(Beginning of Supplied data)
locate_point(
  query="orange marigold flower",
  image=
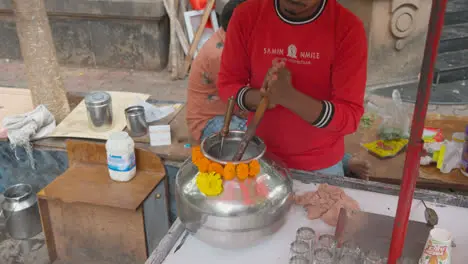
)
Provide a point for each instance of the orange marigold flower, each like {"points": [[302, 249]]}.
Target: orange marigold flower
{"points": [[216, 167], [242, 171], [254, 168], [203, 164], [229, 172], [196, 154]]}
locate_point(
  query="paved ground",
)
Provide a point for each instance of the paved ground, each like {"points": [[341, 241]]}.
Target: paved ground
{"points": [[158, 84]]}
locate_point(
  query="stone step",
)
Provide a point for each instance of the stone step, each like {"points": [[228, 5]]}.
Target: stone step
{"points": [[451, 66], [452, 18], [457, 5], [453, 93], [454, 37]]}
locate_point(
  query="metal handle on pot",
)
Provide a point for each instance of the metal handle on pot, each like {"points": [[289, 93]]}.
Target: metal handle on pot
{"points": [[7, 218]]}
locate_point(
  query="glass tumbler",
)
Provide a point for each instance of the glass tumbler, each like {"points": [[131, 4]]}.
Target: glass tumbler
{"points": [[326, 241], [298, 260], [349, 247], [307, 235], [349, 258], [323, 256], [300, 249]]}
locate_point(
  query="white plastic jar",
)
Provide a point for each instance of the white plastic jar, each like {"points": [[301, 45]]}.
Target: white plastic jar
{"points": [[121, 156]]}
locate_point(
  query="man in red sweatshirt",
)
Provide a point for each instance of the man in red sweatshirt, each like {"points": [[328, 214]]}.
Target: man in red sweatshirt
{"points": [[317, 97]]}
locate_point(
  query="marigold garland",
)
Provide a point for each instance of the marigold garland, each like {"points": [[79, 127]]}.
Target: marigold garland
{"points": [[227, 172], [254, 168], [242, 171], [216, 167], [210, 183]]}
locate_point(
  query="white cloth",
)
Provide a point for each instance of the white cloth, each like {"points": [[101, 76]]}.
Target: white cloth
{"points": [[25, 127]]}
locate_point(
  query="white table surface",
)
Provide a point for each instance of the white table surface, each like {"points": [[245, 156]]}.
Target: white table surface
{"points": [[275, 250]]}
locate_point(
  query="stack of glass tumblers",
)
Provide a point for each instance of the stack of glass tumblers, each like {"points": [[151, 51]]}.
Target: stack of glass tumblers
{"points": [[308, 249]]}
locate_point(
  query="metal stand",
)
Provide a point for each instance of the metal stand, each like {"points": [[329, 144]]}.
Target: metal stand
{"points": [[411, 168]]}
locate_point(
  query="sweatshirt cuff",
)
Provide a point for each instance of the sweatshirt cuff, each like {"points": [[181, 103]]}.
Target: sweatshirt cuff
{"points": [[241, 99], [326, 115]]}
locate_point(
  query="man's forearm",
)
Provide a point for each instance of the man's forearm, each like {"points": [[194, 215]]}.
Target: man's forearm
{"points": [[248, 99], [304, 106]]}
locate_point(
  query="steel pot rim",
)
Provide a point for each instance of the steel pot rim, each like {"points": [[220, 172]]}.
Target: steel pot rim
{"points": [[28, 192], [224, 162]]}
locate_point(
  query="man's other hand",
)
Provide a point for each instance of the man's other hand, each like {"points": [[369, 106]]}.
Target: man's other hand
{"points": [[279, 86]]}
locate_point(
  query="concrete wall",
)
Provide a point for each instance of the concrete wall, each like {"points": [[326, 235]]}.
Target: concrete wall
{"points": [[396, 31], [111, 33]]}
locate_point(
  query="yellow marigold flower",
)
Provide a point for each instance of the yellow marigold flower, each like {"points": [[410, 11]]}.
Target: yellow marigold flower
{"points": [[229, 172], [242, 171], [216, 167], [254, 168], [210, 184]]}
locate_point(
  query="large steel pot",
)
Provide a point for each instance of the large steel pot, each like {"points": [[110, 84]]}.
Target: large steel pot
{"points": [[246, 212]]}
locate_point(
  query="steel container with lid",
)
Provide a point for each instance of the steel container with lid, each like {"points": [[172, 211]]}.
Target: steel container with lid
{"points": [[246, 211], [21, 211], [136, 121], [99, 110]]}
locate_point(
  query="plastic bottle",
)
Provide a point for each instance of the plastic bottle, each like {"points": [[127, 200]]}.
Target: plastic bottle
{"points": [[464, 161], [121, 156]]}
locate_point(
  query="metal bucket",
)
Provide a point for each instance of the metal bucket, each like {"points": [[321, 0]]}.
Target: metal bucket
{"points": [[21, 212]]}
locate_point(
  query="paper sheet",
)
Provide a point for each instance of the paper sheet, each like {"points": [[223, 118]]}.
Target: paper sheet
{"points": [[75, 124], [155, 113]]}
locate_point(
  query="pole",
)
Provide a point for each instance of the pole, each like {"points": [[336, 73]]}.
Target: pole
{"points": [[411, 168], [40, 59]]}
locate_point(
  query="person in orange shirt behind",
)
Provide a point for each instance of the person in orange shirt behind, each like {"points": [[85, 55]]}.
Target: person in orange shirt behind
{"points": [[205, 110]]}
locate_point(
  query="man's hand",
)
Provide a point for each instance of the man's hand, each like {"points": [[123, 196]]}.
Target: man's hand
{"points": [[253, 96], [279, 88]]}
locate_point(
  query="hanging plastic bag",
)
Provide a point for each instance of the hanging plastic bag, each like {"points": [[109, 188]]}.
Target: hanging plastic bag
{"points": [[396, 119]]}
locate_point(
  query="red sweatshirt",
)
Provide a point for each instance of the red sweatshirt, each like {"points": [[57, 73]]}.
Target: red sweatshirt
{"points": [[327, 57]]}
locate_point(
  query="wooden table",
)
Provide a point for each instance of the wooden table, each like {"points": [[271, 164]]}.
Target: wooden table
{"points": [[391, 170], [275, 249], [89, 218], [174, 152]]}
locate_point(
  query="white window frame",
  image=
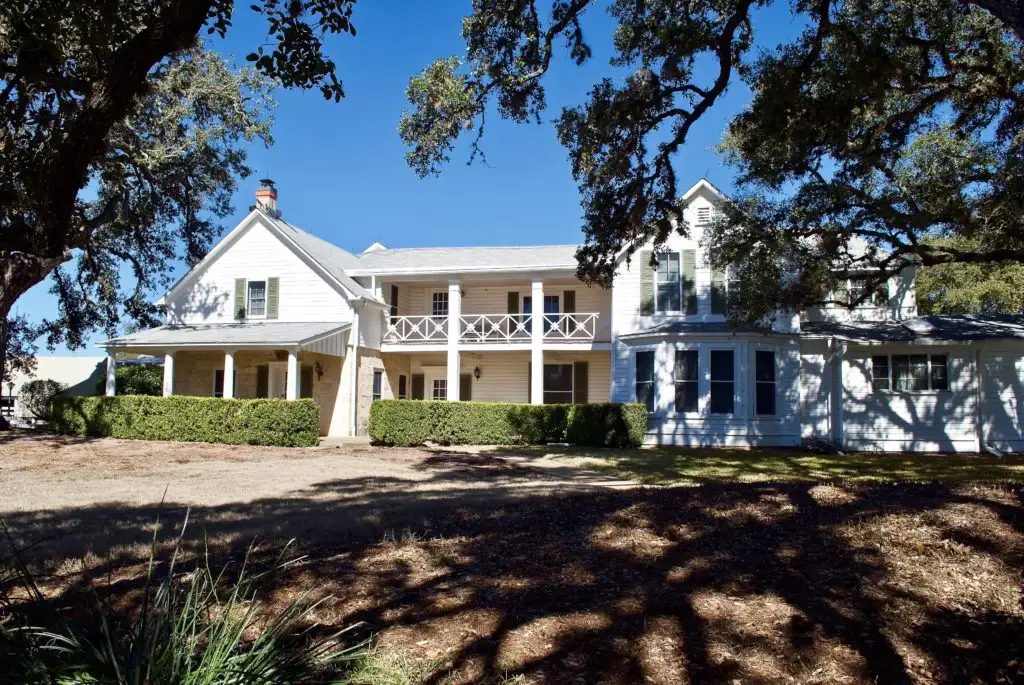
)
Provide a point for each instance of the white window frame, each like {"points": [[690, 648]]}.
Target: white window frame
{"points": [[891, 379], [735, 379], [235, 385], [434, 295], [700, 390], [776, 352], [682, 304], [249, 282]]}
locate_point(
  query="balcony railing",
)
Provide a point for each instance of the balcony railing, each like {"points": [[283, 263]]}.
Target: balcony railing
{"points": [[416, 330], [492, 329]]}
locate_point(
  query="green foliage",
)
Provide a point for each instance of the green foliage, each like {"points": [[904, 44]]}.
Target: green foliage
{"points": [[124, 139], [408, 423], [270, 422], [37, 395], [971, 289], [135, 379], [197, 628], [882, 124]]}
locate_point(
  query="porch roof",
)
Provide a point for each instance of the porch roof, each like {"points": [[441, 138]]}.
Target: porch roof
{"points": [[248, 334]]}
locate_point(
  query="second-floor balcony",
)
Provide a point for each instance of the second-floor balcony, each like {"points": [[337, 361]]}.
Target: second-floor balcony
{"points": [[499, 329]]}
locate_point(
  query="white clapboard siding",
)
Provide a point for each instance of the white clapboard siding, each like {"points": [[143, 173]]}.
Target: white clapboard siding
{"points": [[256, 255], [943, 421], [1003, 399]]}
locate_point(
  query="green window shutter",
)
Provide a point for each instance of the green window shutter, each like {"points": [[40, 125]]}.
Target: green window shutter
{"points": [[581, 382], [719, 295], [262, 381], [240, 298], [689, 282], [306, 382], [646, 284], [272, 296]]}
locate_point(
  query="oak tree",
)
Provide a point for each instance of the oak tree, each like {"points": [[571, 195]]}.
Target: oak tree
{"points": [[882, 126]]}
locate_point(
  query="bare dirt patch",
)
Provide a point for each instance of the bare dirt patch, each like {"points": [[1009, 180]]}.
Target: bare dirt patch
{"points": [[488, 570]]}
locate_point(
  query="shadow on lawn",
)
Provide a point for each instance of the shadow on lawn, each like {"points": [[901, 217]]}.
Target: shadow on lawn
{"points": [[721, 583]]}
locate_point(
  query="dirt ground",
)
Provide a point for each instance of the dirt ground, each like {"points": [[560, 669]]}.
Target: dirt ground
{"points": [[492, 566]]}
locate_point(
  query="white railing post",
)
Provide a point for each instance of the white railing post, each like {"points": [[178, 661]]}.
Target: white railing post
{"points": [[537, 343], [455, 317], [168, 373]]}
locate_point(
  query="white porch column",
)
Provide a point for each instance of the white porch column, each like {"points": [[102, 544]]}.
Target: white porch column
{"points": [[537, 344], [112, 365], [229, 374], [455, 311], [168, 373], [292, 392]]}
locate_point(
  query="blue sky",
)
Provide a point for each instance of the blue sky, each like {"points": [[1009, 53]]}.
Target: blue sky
{"points": [[340, 168]]}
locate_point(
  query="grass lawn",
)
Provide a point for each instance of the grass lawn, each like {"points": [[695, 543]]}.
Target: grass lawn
{"points": [[687, 466]]}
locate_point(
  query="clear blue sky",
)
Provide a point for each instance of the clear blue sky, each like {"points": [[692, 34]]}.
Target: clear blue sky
{"points": [[340, 168]]}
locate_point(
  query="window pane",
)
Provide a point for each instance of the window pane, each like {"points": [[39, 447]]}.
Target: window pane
{"points": [[686, 365], [765, 398], [257, 298], [645, 367], [764, 362], [880, 372], [686, 396], [645, 395], [721, 397], [721, 365], [669, 294], [940, 377]]}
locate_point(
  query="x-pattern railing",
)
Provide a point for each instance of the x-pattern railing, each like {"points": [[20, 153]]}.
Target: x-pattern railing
{"points": [[416, 329], [495, 328], [582, 327]]}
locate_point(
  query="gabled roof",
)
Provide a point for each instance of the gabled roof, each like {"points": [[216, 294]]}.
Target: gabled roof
{"points": [[425, 260], [953, 328], [256, 334]]}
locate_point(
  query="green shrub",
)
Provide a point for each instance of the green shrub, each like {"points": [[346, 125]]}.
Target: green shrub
{"points": [[135, 379], [407, 423], [273, 422], [37, 396]]}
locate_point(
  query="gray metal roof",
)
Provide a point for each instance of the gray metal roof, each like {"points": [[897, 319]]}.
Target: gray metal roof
{"points": [[949, 327], [256, 334], [335, 260], [473, 258], [718, 328]]}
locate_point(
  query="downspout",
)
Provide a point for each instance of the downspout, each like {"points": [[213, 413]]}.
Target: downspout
{"points": [[353, 378], [978, 416]]}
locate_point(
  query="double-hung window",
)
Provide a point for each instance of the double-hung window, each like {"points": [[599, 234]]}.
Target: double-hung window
{"points": [[645, 379], [909, 373], [257, 299], [722, 381], [670, 294], [438, 304], [764, 382], [686, 381]]}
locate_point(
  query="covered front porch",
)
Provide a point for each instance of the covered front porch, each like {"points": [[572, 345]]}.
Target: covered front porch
{"points": [[286, 360]]}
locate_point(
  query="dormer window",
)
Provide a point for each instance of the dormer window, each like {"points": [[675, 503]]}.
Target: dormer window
{"points": [[257, 298]]}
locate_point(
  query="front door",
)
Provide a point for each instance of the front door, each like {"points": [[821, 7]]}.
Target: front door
(End of Supplied data)
* _What you need to do_: Set down, exactly as they appear above, all lines from the one that has "Target: second-floor balcony" down to the one that has "Provide a point for each instance of the white porch", including those two and no others.

* _Task answer_:
Target: second-floor balcony
{"points": [[499, 329]]}
locate_point(
  query="white clapboard siding",
)
Provide a point for each instance of the white clapboard siding, each like {"points": [[143, 173]]}.
Target: white clapboard siding
{"points": [[256, 255], [943, 421], [1003, 399]]}
locate_point(
  query="green window shutter",
)
Provide a point for each instance of the green window shutter, each like {"points": [[40, 125]]}.
Target: green window shutter
{"points": [[581, 382], [719, 295], [262, 381], [240, 298], [689, 282], [306, 382], [646, 284], [272, 296]]}
locate_point(
  query="oak tree",
)
Provide a point for each instance of the oak tree, each like {"points": [[571, 195]]}.
Target: oak tree
{"points": [[882, 126]]}
locate_point(
  query="bare dirt patch",
)
Provide a point for each instance of the bare dirt patch, each like {"points": [[1009, 180]]}.
Target: bare dirt patch
{"points": [[488, 570]]}
locate_point(
  query="shadow on lawn",
)
Provide a point for each instance of the shadow on lawn, each like {"points": [[901, 217]]}.
Target: shadow on lawn
{"points": [[721, 583]]}
locate_point(
  query="dirt ground",
)
Provide a point for each instance of the dirt ground, each like {"points": [[560, 669]]}.
Target: dirt ground
{"points": [[492, 566]]}
locate_point(
  query="white railing post",
)
Provide a point for each instance of the white railing post, each like {"points": [[178, 661]]}.
Target: white railing post
{"points": [[537, 343], [455, 317], [168, 373]]}
locate_point(
  query="white porch column",
)
Provide a point for each instance of the white porch column, each like {"points": [[102, 544]]}.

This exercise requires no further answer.